> Try it
Lay out the lines from the very first one through the line that contains "box: [327, 782, 398, 812]", both ends included, as a JSON list of strings with one string per line. Skip blank lines and leave the pictures out.

(Saved data entries)
+--
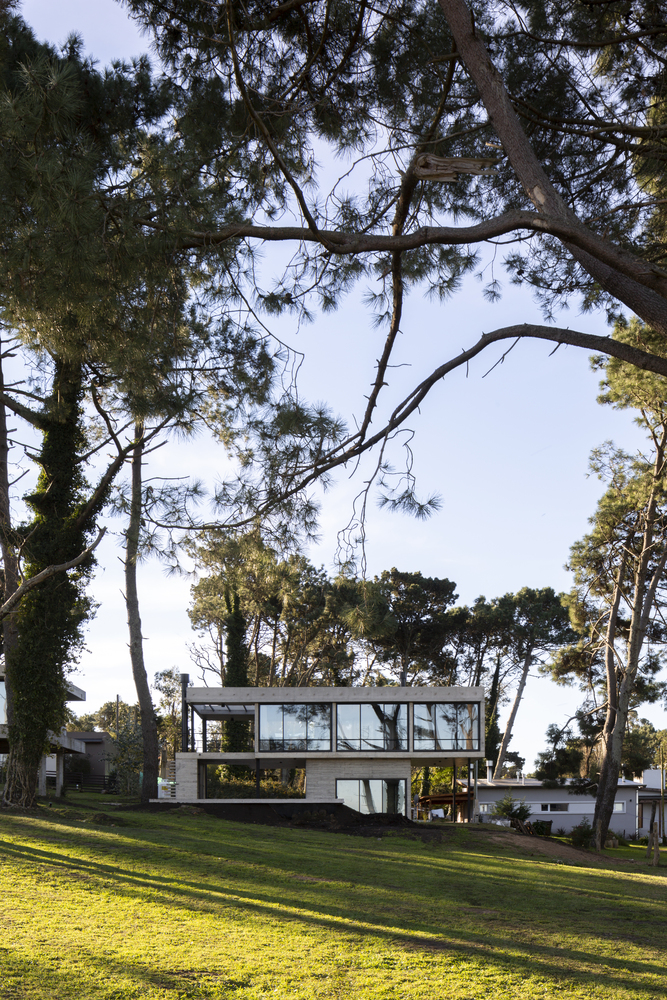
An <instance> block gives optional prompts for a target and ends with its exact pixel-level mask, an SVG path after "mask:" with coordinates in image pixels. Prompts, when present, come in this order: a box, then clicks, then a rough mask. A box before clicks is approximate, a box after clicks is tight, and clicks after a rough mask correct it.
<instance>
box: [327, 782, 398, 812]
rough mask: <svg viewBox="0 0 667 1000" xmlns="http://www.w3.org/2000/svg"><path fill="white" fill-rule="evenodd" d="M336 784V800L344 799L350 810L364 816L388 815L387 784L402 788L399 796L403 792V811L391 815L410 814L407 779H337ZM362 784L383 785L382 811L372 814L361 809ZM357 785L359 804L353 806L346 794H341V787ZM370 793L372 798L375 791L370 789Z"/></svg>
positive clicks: (353, 800)
mask: <svg viewBox="0 0 667 1000" xmlns="http://www.w3.org/2000/svg"><path fill="white" fill-rule="evenodd" d="M335 782H336V783H335V789H336V798H337V799H340V798H342V799H343V801H344V802H345V805H346V806H348V808H350V809H354V810H355V811H356V812H358V813H361V815H362V816H377V815H381V814H382V813H384V814H386V809H385V808H384V807H385V806H386V804H387V797H388V796H387V787H386V786H387V782H391V783H392V784H394V785H395V786H397V787H400V786H402V789H401V791H399V793H398V794H399V798H400V795H401V792H402V796H403V811H402V812H401V811H396V812H395V813H389V815H391V816H407V814H408V805H409V803H408V789H407V784H408V783H407V781H406V779H405V778H336V779H335ZM362 782H368V784H369V785H370V784H371V783H372V784H374V785H377V784H380V785H382V788H381V790H380V794H381V806H382V807H383V809H382V810H381V811H380V810H376V811H374V812H371V811H370V810H367V811H363V810H362V809H360V808H359V806H361V795H362V791H361V784H362ZM355 783H356V785H357V793H356V803H357V805H356V806H355V805H354V804H351V803H350V802H349V801H347V800H346V799H345V795H344V794H343V795H341V794H339V785H341V784H355ZM341 791H343V790H342V789H341ZM369 792H370V793H371V796H372V793H373V789H369ZM376 794H377V791H376ZM352 798H353V801H354V795H353V796H352Z"/></svg>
+--
> Reply to the exercise
[
  "An <instance> block gives optional prompts for a target and ends with its exact pixel-level mask, an SVG path after \"mask:\" with coordinates in image pixels. Prompts, when present, come in this order: a box, then clicks, then a rough mask. A box before clicks is approximate, a box after clicks is tight, and clicks after a rough mask correct it.",
  "<instance>",
  "box: [327, 782, 398, 812]"
]